Update the Chicago mayoral race article below by rewriting the passage that begins at the words "However, Garcia has" and stops after "minus 3.3 percent.", replacing "telephone" with "online".

## Document segment:
* begin *

The Chicago mayor’s race went to an unprecedented run-off when well-funded Emanuel, mayor since 2011, failed to clinch the 50 percent of the vote he needed for an outright win on Feb. 24.

Former White House Chief of Staff Emanuel, who has used his campaign chest of more than $10 million to saturate the airwaves, faces Garcia, a veteran Chicago politician who is supported by the powerful Chicago Teachers Union, in the nonpartisan second round on April 7.

Garcia has tapped into disillusionment among some African American, Hispanic and labor union voters who are concerned Emanuel will cut public pensions to solve Chicago’s deep budget crisis and who were against the mayor’s shutting down of almost 50 underpopulated schools in poor neighborhoods.

However, Garcia has struggled to turn his unexpectedly good performance in February into a serious threat to Emanuel.

A poll published Sunday by Ogden & Fry showed Emanuel claiming 55 percent of the vote, with Garcia at 45 percent. The telephone poll of 920 decided voters had a margin of error of plus or minus 3.3 percent.

The race has won national attention as the two Democratic candidates represent two wings of the party. Emanuel, seen as more pro-business, has pulled in donations from hedge fund and Hollywood executives. Garcia has run few television ads and depends on grassroots campaigning.

Both have held back details of how they would cut spending and raise revenue to deal with Chicago’s financial mess, including a massive pending leap in yearly payments the city must make to public workers’ pension funds.

The Illinois statewide council of the Service Employees International Union announced on Sunday it was backing Garcia, though locals of the SEIU had squabbled publicly over the endorsement.

“For too long our city has been taken for a ride in the wrong direction, catering to the wealthy while neglecting the needs of our neighborhoods and those of us that reside in them,” said April Verrett, executive vice president of SEIU Healthcare, in a statement on the endorsement.

* end *

## Items:
* begin *

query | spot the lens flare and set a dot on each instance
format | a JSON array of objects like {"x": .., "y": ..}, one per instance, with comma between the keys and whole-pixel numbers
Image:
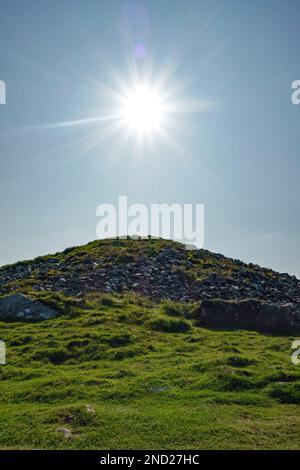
[{"x": 143, "y": 110}]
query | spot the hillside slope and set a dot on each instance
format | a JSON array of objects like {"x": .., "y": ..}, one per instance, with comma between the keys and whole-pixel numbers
[{"x": 125, "y": 363}]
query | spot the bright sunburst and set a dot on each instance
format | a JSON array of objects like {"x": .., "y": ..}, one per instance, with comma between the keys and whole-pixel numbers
[{"x": 143, "y": 110}]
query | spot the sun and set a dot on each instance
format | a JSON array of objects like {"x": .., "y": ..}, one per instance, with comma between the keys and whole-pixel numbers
[{"x": 143, "y": 110}]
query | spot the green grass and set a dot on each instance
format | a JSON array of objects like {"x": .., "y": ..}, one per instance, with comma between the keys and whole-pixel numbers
[{"x": 154, "y": 378}]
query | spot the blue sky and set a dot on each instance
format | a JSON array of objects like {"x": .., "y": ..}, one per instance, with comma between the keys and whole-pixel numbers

* end *

## Solution below:
However, Garcia has struggled to turn his unexpectedly good performance in February into a serious threat to Emanuel.

A poll published Sunday by Ogden & Fry showed Emanuel claiming 55 percent of the vote, with Garcia at 45 percent. The online poll of 920 decided voters had a margin of error of plus or minus 3.3 percent.